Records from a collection
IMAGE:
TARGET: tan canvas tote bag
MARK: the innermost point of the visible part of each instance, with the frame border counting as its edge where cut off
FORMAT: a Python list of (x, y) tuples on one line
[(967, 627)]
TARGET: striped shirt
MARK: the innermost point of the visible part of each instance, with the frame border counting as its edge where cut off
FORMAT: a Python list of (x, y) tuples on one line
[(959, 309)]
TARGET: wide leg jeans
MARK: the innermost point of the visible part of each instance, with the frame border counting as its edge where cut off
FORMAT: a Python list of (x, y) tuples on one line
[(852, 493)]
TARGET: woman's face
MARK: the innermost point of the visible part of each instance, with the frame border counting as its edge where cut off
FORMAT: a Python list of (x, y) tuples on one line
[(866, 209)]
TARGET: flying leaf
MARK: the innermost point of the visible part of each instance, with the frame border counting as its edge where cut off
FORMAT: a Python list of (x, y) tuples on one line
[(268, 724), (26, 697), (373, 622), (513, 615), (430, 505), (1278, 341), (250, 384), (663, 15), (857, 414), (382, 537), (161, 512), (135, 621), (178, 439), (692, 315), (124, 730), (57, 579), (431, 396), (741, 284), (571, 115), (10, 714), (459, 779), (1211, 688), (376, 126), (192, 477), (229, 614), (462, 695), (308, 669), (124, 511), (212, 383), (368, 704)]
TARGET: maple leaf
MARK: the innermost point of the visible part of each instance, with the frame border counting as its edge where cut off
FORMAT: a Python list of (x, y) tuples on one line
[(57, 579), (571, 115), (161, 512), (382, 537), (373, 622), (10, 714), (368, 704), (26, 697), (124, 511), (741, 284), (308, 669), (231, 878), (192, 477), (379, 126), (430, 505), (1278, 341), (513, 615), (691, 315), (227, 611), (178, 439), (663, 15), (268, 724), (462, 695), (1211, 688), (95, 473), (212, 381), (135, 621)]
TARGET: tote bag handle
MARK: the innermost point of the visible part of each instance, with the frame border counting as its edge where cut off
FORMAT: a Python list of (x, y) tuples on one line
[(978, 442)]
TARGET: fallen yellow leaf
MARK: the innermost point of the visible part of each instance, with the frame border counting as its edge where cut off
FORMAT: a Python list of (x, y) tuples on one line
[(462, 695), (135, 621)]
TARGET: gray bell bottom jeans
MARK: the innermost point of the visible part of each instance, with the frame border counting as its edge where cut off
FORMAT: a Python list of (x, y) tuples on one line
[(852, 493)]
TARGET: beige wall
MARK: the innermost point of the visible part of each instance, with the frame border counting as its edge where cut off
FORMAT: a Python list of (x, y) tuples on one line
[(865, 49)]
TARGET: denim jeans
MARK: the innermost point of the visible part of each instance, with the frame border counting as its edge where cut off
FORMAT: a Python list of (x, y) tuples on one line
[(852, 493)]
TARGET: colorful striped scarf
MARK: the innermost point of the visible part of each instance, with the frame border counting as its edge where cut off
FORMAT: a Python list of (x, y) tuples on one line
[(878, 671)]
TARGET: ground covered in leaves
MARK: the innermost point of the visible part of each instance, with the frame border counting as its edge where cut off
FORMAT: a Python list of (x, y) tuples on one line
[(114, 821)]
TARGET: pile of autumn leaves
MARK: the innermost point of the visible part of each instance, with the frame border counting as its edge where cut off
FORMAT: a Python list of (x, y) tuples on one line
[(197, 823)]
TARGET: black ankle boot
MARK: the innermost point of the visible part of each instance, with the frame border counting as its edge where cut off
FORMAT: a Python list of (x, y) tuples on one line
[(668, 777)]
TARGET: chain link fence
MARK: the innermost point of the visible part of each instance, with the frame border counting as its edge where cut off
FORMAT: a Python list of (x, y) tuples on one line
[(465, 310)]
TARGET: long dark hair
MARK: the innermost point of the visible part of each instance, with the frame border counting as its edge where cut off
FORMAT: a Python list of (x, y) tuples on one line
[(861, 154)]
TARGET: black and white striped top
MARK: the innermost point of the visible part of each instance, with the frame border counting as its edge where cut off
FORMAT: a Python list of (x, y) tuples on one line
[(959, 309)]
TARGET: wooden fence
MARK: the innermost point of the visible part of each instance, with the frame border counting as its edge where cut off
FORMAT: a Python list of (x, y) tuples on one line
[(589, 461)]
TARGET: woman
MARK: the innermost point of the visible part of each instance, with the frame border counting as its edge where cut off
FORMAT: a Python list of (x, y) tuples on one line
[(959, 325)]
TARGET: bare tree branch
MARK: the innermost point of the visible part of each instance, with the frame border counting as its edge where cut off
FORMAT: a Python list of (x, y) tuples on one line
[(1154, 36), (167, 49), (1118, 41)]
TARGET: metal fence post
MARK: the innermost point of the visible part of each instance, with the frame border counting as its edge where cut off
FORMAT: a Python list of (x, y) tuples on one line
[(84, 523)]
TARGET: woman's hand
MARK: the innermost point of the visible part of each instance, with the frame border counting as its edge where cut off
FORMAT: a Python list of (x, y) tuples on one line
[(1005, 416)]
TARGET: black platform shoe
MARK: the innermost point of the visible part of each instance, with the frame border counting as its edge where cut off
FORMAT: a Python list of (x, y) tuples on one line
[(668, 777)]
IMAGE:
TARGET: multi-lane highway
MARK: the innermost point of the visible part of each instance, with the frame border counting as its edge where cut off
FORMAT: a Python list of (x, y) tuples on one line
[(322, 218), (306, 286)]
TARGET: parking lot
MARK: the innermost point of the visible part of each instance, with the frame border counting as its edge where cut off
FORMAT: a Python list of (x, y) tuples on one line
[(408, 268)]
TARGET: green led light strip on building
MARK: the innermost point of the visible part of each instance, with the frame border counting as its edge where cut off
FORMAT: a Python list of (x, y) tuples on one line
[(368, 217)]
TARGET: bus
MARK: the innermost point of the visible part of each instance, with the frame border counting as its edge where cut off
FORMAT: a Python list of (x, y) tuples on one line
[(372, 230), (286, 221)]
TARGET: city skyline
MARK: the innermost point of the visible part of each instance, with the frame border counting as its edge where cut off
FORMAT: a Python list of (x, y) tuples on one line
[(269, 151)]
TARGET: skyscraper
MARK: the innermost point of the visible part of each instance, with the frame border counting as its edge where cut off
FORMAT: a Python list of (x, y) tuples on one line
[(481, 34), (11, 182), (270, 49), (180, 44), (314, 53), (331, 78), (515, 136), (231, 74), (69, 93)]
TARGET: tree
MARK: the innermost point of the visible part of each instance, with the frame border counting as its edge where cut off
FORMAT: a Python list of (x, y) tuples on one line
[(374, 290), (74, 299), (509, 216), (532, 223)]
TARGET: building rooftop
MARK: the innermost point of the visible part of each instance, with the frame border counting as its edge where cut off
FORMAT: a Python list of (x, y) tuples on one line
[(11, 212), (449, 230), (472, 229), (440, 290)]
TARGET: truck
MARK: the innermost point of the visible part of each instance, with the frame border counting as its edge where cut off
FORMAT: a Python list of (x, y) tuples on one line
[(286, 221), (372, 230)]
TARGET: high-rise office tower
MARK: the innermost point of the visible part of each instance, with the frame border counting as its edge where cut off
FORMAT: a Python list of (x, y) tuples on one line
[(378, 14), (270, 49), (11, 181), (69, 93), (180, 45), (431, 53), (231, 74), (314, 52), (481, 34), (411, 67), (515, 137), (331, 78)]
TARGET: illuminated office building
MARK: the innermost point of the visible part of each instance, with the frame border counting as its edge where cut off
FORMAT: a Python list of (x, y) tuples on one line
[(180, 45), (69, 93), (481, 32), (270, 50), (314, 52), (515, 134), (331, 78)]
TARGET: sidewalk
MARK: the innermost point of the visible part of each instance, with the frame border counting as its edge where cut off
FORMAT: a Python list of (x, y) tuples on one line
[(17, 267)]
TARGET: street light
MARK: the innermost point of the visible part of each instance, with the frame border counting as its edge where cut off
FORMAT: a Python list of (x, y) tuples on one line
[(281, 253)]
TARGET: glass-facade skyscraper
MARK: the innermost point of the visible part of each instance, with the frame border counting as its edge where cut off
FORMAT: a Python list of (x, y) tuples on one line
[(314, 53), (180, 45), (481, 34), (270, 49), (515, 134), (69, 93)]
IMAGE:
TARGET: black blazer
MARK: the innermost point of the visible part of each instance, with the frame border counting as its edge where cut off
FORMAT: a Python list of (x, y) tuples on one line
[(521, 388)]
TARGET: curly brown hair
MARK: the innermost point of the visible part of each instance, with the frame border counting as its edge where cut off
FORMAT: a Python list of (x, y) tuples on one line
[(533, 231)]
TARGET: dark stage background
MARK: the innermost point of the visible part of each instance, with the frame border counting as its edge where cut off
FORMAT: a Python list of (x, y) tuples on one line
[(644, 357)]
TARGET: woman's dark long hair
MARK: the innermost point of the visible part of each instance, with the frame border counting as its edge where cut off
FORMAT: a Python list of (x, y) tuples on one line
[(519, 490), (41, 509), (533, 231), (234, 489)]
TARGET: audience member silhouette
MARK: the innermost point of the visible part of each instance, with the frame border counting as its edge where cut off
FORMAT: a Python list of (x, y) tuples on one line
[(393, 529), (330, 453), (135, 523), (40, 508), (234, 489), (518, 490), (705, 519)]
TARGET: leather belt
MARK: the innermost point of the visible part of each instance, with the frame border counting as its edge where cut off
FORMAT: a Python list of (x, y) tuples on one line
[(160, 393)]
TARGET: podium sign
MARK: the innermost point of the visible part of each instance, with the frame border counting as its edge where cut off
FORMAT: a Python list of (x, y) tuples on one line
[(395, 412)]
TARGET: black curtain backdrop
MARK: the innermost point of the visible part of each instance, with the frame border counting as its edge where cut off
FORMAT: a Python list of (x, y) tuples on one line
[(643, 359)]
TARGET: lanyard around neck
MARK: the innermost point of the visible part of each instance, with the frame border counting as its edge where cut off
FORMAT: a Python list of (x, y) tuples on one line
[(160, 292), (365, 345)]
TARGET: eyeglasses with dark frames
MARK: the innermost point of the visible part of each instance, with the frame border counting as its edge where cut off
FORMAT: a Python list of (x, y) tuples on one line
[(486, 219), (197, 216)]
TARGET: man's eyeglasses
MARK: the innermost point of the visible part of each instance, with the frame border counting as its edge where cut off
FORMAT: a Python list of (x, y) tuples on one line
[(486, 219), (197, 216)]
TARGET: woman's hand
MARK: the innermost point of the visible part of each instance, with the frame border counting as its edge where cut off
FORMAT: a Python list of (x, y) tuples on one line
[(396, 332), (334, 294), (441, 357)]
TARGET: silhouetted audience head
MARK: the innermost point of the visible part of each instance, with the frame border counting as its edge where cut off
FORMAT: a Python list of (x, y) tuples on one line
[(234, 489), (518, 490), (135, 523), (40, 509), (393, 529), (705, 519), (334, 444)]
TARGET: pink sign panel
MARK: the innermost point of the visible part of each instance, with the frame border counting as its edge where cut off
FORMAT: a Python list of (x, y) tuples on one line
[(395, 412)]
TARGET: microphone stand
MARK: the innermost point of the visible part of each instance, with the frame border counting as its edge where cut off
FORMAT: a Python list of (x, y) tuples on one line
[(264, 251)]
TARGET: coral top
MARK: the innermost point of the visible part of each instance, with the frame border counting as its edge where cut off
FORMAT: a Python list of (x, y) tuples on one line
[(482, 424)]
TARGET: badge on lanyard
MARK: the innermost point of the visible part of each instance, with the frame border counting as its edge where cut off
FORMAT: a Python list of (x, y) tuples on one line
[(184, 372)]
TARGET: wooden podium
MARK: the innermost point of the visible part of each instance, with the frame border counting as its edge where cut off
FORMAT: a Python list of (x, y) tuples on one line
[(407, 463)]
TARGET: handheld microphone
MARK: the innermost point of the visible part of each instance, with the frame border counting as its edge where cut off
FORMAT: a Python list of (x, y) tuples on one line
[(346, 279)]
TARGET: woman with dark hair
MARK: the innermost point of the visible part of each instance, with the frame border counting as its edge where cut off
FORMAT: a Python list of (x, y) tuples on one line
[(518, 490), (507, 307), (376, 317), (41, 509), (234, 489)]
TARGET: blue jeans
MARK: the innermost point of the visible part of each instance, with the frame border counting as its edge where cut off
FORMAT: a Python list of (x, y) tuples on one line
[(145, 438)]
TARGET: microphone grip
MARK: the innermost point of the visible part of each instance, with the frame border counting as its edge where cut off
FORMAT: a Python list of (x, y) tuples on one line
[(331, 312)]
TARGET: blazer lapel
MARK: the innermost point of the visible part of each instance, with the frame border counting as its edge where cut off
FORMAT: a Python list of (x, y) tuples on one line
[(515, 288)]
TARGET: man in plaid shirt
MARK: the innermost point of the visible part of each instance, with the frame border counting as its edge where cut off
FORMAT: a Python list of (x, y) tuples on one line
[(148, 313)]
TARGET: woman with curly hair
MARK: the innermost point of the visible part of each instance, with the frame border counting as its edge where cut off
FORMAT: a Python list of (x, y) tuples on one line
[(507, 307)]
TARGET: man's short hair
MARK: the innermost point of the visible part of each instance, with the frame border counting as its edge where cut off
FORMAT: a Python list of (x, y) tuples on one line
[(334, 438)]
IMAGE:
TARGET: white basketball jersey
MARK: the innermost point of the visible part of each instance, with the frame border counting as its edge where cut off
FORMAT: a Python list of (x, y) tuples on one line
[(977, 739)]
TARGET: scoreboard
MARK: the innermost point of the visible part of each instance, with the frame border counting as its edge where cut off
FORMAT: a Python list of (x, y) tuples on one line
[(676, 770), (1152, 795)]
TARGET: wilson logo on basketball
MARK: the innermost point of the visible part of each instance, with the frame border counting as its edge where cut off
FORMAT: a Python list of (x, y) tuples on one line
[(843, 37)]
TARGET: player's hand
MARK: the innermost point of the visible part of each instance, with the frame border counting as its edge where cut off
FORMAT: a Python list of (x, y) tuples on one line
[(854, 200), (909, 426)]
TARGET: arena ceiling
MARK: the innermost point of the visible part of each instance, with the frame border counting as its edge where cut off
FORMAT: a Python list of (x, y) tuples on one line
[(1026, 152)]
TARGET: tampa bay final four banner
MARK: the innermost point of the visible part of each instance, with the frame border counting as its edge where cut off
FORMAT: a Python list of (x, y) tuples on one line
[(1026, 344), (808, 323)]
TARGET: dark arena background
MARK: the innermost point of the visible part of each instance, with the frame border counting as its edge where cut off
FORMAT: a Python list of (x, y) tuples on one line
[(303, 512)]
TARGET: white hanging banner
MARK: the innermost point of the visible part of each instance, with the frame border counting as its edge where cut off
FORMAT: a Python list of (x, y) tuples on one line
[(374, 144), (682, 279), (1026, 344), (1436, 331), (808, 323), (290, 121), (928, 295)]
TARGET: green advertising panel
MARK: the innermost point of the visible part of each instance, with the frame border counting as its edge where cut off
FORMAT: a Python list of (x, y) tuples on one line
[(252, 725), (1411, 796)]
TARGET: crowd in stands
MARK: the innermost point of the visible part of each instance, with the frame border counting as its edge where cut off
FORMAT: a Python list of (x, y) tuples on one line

** THE PROBLEM **
Rewrite the lines above, from the line holding "TARGET: black curtain backdrop" through the line holding "[(160, 292), (365, 345)]", inclusive, so that "curtain" becomes "drape" and nothing else changes.

** WRITTEN REPLY **
TARGET: black drape backdrop
MARK: the innermost point of the visible part of each instance, with the frame border counting as its edge where cut off
FORMAT: a Python list of (x, y) tuples on one line
[(643, 359)]
TARGET: lanyard around neck
MARK: the innermost point of the visible part of each instance, with the frame border counting as its edge where cut off
FORMAT: a Python list of (x, y) tuples on one line
[(160, 292), (365, 345)]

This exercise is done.